WORK INSTRUCTIONS> Return every row below unchanged, word for word. Leave the pictures out of your answer.
○ ○ ○ ○ ○ ○ ○
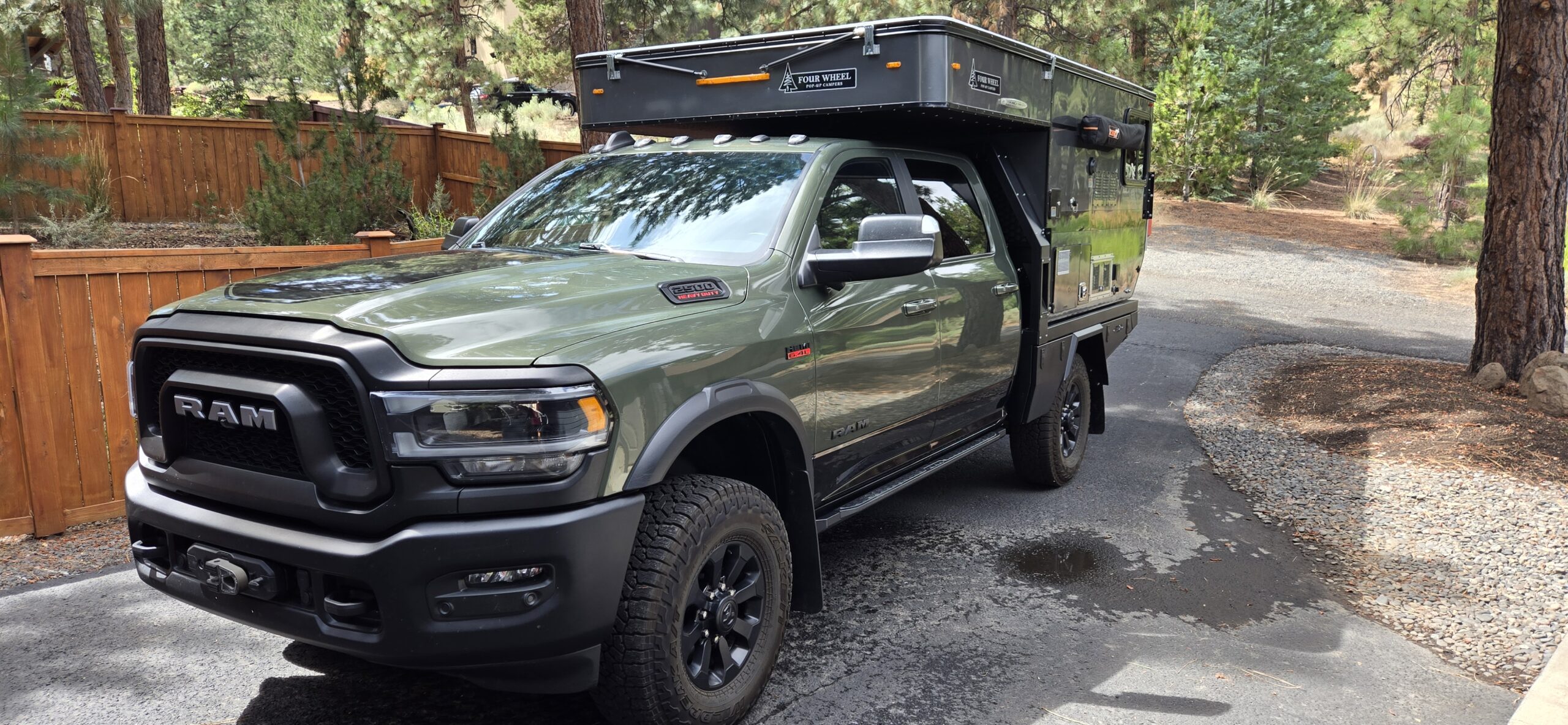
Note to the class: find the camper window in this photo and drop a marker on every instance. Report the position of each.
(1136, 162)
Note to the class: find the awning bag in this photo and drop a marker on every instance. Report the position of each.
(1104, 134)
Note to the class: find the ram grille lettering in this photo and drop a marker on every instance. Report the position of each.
○ ○ ○ ○ ○ ○ ○
TASK RESPONSE>
Note to the class: find the camper window in this photo and drop a marker on every instance. Report the position of each.
(1136, 162)
Note to the class: find the awning bag in this photo and drop a marker on every instance. Report the position of each.
(1104, 134)
Note to the class: find the ram grille lettering in this photo and drop a marker on every instance. Report the position of each.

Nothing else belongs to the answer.